Task description: Turn the rows below into a numbered list, with blank lines left out. Begin at the line that contains "sample: [1191, 501]." and stop after the line that contains "[1032, 752]".

Start Supplied records

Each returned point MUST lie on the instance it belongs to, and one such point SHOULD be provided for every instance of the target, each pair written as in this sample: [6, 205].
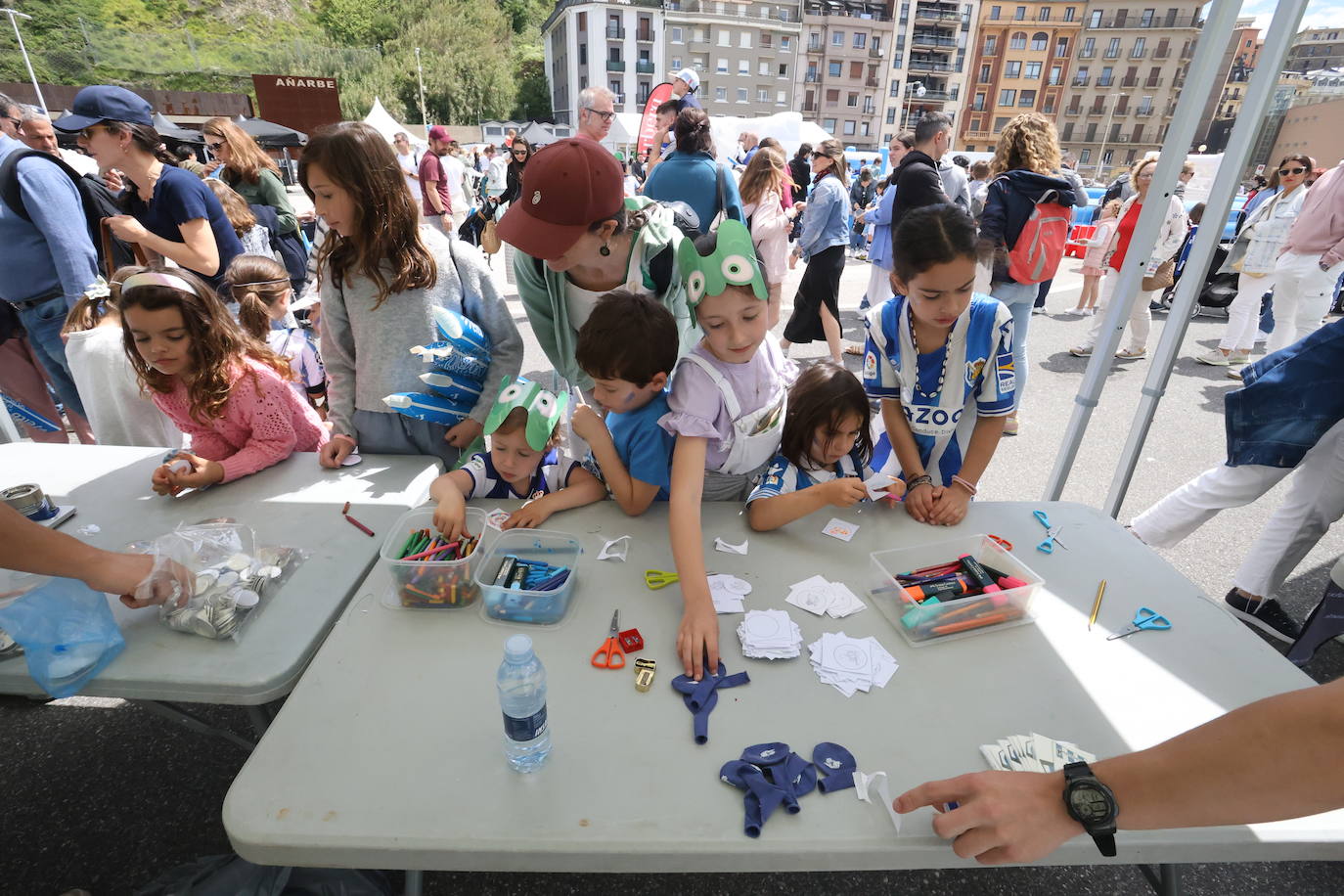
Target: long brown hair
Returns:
[257, 283]
[246, 158]
[218, 347]
[764, 173]
[824, 395]
[236, 207]
[386, 219]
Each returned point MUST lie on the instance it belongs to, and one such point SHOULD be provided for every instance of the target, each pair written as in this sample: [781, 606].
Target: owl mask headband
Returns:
[733, 263]
[543, 409]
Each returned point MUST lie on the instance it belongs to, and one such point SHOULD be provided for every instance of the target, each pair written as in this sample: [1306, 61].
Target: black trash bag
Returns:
[234, 876]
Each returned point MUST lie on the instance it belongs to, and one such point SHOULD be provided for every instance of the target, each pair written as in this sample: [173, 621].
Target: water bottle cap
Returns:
[517, 647]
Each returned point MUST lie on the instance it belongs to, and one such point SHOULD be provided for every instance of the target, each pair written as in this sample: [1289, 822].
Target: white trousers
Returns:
[1140, 319]
[1303, 295]
[1243, 313]
[1314, 503]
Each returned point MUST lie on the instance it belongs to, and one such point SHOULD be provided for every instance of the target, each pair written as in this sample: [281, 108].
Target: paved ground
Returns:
[104, 795]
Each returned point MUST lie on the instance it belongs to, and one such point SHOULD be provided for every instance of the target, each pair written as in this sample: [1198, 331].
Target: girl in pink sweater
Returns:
[223, 388]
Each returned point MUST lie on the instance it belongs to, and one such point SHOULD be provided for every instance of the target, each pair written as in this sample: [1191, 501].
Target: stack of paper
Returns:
[824, 598]
[769, 634]
[1032, 752]
[728, 591]
[851, 664]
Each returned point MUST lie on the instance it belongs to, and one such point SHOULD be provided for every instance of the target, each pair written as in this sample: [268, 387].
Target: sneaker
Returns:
[1265, 614]
[1214, 357]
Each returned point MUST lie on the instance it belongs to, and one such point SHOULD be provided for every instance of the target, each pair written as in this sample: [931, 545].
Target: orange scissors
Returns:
[610, 655]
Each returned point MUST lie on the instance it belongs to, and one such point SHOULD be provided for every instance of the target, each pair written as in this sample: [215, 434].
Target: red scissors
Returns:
[610, 655]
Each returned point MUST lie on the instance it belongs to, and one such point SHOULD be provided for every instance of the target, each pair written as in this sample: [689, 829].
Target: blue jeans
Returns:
[43, 324]
[1019, 298]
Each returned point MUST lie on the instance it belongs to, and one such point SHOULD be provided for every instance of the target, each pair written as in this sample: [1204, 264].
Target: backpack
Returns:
[98, 203]
[1035, 254]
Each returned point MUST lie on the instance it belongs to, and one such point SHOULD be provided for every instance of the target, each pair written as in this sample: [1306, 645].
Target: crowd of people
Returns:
[652, 285]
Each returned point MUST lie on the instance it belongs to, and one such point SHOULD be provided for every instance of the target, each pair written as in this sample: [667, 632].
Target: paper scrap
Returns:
[719, 544]
[769, 634]
[840, 529]
[614, 550]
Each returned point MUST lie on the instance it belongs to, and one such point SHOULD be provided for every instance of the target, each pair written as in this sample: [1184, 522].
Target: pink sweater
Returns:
[263, 422]
[1319, 229]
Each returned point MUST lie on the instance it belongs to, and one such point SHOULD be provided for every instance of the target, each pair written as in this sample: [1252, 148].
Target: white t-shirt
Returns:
[412, 166]
[117, 411]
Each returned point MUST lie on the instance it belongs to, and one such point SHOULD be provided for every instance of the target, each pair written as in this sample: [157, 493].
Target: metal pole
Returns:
[1260, 94]
[32, 76]
[1208, 55]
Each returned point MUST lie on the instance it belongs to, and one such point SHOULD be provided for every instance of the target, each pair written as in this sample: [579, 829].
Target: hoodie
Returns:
[1008, 203]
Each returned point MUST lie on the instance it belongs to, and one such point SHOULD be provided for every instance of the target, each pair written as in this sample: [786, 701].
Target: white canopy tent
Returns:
[381, 121]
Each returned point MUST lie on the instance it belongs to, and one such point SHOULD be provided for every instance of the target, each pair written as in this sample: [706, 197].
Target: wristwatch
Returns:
[1092, 805]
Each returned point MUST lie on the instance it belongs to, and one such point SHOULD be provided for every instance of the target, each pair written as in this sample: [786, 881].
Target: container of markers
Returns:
[955, 589]
[527, 576]
[427, 569]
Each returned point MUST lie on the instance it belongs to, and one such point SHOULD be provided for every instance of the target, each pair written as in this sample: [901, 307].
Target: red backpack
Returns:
[1034, 256]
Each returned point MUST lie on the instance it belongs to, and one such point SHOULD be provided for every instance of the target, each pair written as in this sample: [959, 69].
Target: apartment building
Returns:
[841, 67]
[744, 53]
[1021, 60]
[1128, 71]
[1316, 49]
[614, 45]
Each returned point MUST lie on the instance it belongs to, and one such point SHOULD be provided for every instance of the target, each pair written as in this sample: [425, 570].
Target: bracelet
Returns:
[963, 484]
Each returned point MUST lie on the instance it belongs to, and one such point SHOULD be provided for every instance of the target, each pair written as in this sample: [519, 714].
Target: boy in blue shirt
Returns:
[629, 347]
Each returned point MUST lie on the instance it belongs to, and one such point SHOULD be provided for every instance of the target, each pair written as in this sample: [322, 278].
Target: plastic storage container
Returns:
[437, 585]
[532, 547]
[959, 617]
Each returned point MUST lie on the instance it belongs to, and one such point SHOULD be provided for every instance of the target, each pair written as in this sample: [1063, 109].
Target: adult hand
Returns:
[1002, 816]
[463, 434]
[336, 450]
[126, 229]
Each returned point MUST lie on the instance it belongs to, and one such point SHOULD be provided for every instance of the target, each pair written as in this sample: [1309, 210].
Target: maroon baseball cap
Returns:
[567, 186]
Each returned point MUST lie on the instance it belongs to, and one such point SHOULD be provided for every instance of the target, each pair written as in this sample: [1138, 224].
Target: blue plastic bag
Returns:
[67, 630]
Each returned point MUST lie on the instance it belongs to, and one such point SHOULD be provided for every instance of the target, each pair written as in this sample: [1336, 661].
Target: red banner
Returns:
[650, 124]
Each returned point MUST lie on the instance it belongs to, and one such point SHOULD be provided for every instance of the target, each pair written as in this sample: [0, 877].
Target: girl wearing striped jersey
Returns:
[827, 443]
[940, 357]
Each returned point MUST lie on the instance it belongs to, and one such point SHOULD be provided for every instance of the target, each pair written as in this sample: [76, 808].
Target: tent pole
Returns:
[1203, 70]
[1260, 93]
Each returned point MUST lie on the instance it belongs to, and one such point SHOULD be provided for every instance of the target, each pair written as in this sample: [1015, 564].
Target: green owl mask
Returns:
[733, 263]
[543, 409]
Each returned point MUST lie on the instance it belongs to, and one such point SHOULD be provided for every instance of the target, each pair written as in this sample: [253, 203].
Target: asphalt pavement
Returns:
[104, 795]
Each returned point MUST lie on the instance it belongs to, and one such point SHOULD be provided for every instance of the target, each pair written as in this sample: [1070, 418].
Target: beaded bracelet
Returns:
[963, 484]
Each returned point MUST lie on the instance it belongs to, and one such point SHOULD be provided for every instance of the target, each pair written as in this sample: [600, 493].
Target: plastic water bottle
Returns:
[521, 686]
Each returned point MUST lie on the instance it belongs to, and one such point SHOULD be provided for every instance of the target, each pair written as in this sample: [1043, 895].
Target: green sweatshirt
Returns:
[542, 291]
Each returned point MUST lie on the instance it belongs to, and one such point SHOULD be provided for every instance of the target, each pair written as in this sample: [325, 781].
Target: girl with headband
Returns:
[223, 388]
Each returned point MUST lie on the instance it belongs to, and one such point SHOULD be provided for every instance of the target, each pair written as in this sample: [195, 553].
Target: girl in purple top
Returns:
[726, 411]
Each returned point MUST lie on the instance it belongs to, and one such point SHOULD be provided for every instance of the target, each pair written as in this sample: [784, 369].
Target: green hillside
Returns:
[480, 60]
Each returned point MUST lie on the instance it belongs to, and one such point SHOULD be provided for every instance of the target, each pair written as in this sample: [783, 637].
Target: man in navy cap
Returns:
[47, 255]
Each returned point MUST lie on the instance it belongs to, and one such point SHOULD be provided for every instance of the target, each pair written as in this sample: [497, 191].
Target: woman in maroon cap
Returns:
[578, 238]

End Supplied records

Response to this exercise:
1. Each returned point MUST lie on the instance it belongs to, and one such point SHOULD be provided for every instance of the target, each pair written as in this sample: [1191, 501].
2. Target: stack of paper
3. Returns:
4. [824, 598]
5. [769, 634]
6. [1032, 752]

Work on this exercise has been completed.